Required task. Please copy out every line of the listing below, from the line containing "Target: hyundai verna sedan" through the end of the listing, and add 91 to each number in the point coordinates.

Provided material.
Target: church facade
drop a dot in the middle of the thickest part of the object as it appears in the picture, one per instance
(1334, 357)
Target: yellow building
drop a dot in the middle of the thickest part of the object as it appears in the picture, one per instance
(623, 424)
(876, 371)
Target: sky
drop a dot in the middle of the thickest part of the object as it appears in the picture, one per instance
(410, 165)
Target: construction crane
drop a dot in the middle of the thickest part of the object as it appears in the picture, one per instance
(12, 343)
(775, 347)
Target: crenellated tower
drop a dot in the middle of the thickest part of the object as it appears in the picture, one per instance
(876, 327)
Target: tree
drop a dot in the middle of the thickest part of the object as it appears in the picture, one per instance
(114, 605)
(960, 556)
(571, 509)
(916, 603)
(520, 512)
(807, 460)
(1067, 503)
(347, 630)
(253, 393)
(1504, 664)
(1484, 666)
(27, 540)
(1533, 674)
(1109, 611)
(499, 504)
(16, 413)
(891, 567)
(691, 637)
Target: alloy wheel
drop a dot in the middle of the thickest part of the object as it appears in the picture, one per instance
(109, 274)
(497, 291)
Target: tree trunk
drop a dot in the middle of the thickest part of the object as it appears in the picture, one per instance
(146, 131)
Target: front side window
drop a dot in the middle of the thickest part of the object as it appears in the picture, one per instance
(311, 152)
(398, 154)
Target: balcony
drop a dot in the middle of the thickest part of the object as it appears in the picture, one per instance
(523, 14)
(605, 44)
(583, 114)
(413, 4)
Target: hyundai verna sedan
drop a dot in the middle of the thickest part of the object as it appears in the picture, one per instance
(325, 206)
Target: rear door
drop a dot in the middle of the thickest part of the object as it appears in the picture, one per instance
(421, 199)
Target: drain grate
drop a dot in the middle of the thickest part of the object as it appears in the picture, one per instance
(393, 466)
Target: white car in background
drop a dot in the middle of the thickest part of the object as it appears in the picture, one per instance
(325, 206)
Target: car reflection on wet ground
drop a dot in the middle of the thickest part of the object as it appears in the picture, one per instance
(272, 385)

Solution below.
Target: hyundai verna sedan
drop a dot in the middle of the thickest part of the object as it appears in the picture, one per instance
(416, 297)
Target: rear door
drop a dot in the middle of the thickest part of the object as it appears in the picture, one per instance
(512, 290)
Target: drain grate
drop a dot in the middle of the thickest part of the object as it appears in the picture, one per instance
(484, 557)
Target: white car in background
drop a dot in the middle of the thickest part of the object as it appears in the picture, one per instance
(416, 297)
Target: car reflection on wet ground
drop a dot in the middle of the thickest part of the object as it appears in the picture, one per instance
(363, 476)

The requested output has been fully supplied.